= TASK PROMPT =
Without omitting anything, return the records precisely as given.
============================================================
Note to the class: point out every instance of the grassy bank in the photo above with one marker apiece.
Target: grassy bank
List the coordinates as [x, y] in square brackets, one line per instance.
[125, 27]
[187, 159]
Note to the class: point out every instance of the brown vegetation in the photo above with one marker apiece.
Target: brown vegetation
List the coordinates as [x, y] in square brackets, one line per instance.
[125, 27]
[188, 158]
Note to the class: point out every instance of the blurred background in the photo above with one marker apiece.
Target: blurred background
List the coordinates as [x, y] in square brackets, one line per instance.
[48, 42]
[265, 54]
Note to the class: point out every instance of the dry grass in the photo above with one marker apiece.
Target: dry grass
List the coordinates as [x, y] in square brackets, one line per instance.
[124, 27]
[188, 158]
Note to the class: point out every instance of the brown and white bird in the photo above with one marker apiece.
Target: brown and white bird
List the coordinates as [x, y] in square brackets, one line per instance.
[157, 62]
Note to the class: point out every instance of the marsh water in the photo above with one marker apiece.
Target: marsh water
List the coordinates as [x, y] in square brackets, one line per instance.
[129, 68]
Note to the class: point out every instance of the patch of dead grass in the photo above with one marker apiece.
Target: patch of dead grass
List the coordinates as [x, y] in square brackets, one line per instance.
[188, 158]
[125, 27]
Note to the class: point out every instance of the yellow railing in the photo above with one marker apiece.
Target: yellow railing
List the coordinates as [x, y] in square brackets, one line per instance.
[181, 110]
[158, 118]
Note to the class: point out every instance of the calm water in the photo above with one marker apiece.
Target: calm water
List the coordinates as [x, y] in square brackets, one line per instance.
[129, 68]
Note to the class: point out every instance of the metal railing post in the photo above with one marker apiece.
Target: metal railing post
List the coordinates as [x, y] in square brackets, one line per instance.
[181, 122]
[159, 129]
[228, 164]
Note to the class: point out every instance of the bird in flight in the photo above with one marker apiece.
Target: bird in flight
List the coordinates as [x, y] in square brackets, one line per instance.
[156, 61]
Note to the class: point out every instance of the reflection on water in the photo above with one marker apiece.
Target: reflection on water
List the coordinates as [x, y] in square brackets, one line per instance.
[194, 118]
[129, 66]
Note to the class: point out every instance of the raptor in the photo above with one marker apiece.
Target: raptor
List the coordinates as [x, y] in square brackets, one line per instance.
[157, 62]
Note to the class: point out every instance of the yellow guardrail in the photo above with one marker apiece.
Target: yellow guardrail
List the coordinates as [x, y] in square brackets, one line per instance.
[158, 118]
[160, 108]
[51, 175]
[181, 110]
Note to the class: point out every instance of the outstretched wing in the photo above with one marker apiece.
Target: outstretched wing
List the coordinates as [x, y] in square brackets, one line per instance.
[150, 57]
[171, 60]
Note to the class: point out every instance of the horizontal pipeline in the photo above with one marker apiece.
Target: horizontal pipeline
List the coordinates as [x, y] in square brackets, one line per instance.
============================================================
= OUTPUT =
Note to the class: point out every instance of the grassy bank in the photo above with one marker apiece.
Target: grassy bank
List the coordinates as [x, y] in square brackets, one line per instance.
[125, 27]
[187, 159]
Note to the class: point out every instance of the brown vegetation in the photo above with one marker apiece.
Target: brown vegetation
List the coordinates as [x, y] in square brackets, one line per instance.
[125, 27]
[188, 158]
Note to the class: point out every instance of the blurred background in the photo above with one marker apiece.
Target: blurred background
List the coordinates as [x, y] in square brackets, one line per instance.
[48, 42]
[265, 54]
Note to the class: point out every instance of the dry grass in the photo above with one marker apiece.
Target: dry grass
List the coordinates as [x, y] in square brackets, one line per instance.
[124, 27]
[188, 158]
Note to the class: point out every instance of the brown and white bird in the photo above with one marker apiece.
Target: brown and white bird
List the coordinates as [x, y] in square brackets, one line per instance.
[157, 62]
Note to the class: point out every instance of the marsh water in the photo above with one marker apiece.
Target: marsh water
List the coordinates as [x, y] in square brackets, one line per instance.
[129, 68]
Note to the class: point out every instance of the patch of dead grass in the photo above with one marker apiece.
Target: patch of dead grass
List the coordinates as [x, y] in square brackets, one line per instance.
[188, 158]
[125, 27]
Note to the class: point out every instance of the yellow railing in the photo above with one marker apiece.
Target: yellow railing
List the coordinates as [x, y] in square brackets, one line per instance.
[181, 110]
[158, 118]
Note to the class: point out every instance of the calm water in the photo above with one marker apiece.
Target: calm water
List the coordinates as [x, y] in square brackets, one line per instance.
[129, 68]
Note to the class: point out every instance of the metal railing post in the photo above with one marker apiece.
Target: metal railing post
List the coordinates as [x, y] in square brackets, one line per instance.
[181, 122]
[159, 129]
[228, 164]
Note to the class: point out every instance of the bird in flight in the photo above with one marker apiece.
Target: bird in flight
List the coordinates as [x, y] in square brackets, one line per instance.
[156, 61]
Note to the class: point out every instance of the reflection on water in the photo above with one marker apiece.
Target: reflection on water
List the coordinates as [x, y] in square brackets, one line per instance.
[194, 118]
[129, 66]
Note to the class: point out every instance of the raptor in the photo above with one marker apiece.
Target: raptor
List the coordinates as [x, y] in square brackets, one line per instance.
[157, 62]
Note to the class: point out every instance of the yellow guardrail in the photo above with one marker apiece.
Target: yellow guardrail
List the coordinates as [x, y] in square brackets, one line per instance.
[158, 118]
[160, 108]
[51, 175]
[181, 110]
Note to the class: point out every instance of the outstretched wing in the photo above with one marker apiece.
Target: outstretched wing
List the coordinates as [x, y] in square brackets, one line per instance.
[150, 57]
[171, 60]
Note to the class: point out every instance of the horizontal pipeline in the photo above with one marker apiece.
Target: horizontal pipeline
List the coordinates as [x, y] in square brackets, one line per instance.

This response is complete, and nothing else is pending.